#### [Records provided]

━━━━━━━━━━━━━━━━

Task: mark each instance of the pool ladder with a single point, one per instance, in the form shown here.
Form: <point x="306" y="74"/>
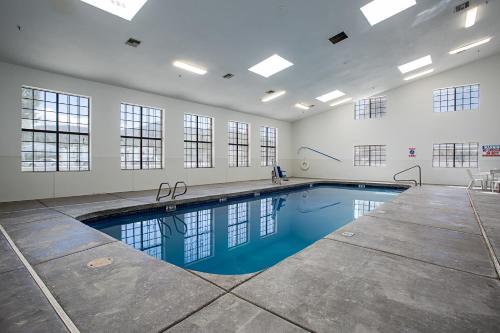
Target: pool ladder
<point x="170" y="191"/>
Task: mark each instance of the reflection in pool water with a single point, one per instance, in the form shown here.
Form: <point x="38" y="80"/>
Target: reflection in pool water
<point x="247" y="235"/>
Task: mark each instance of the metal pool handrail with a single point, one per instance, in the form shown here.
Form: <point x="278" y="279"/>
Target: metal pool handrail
<point x="158" y="197"/>
<point x="318" y="152"/>
<point x="410" y="180"/>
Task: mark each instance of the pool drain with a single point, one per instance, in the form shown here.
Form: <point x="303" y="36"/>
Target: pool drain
<point x="99" y="262"/>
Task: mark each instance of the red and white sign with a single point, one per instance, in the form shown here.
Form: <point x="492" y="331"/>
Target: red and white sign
<point x="412" y="152"/>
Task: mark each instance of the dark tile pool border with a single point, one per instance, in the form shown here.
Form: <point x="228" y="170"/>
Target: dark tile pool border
<point x="179" y="204"/>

━━━━━━━━━━━━━━━━

Write out every line of the entries above again, requests included, but leave out the pictures. Shift each x and y coordinate in the answer points up by 60, keeping the numbers in the requests and their format samples unchanged.

Task: mark each instance of the pool ladder with a single point, one per instance, in the form shown here.
Form: <point x="306" y="74"/>
Target: pool ladder
<point x="230" y="251"/>
Task: mark each instance of the reflection in pool water with a single point, one per instance, in the form shown here.
Form: <point x="38" y="80"/>
Target: reflection in pool water
<point x="307" y="295"/>
Task: mark each instance of the metal pool handrail with a single point, one per instance, in the form shown here.
Form: <point x="278" y="279"/>
Target: metal pool handrail
<point x="218" y="257"/>
<point x="378" y="212"/>
<point x="470" y="240"/>
Task: mark each instance of the pool drain with a single point, one per instance, in the form shown here.
Form: <point x="303" y="36"/>
Target: pool drain
<point x="159" y="322"/>
Task: mark each instance of the red and white sign with a single point, one per instance, in the form shown here.
Form: <point x="492" y="331"/>
Target: red and white sign
<point x="472" y="212"/>
Task: mark each instance of the dark tile pool border with a single point, one per instance, in the form shown here.
Form: <point x="228" y="170"/>
Target: dark tile pool border
<point x="239" y="264"/>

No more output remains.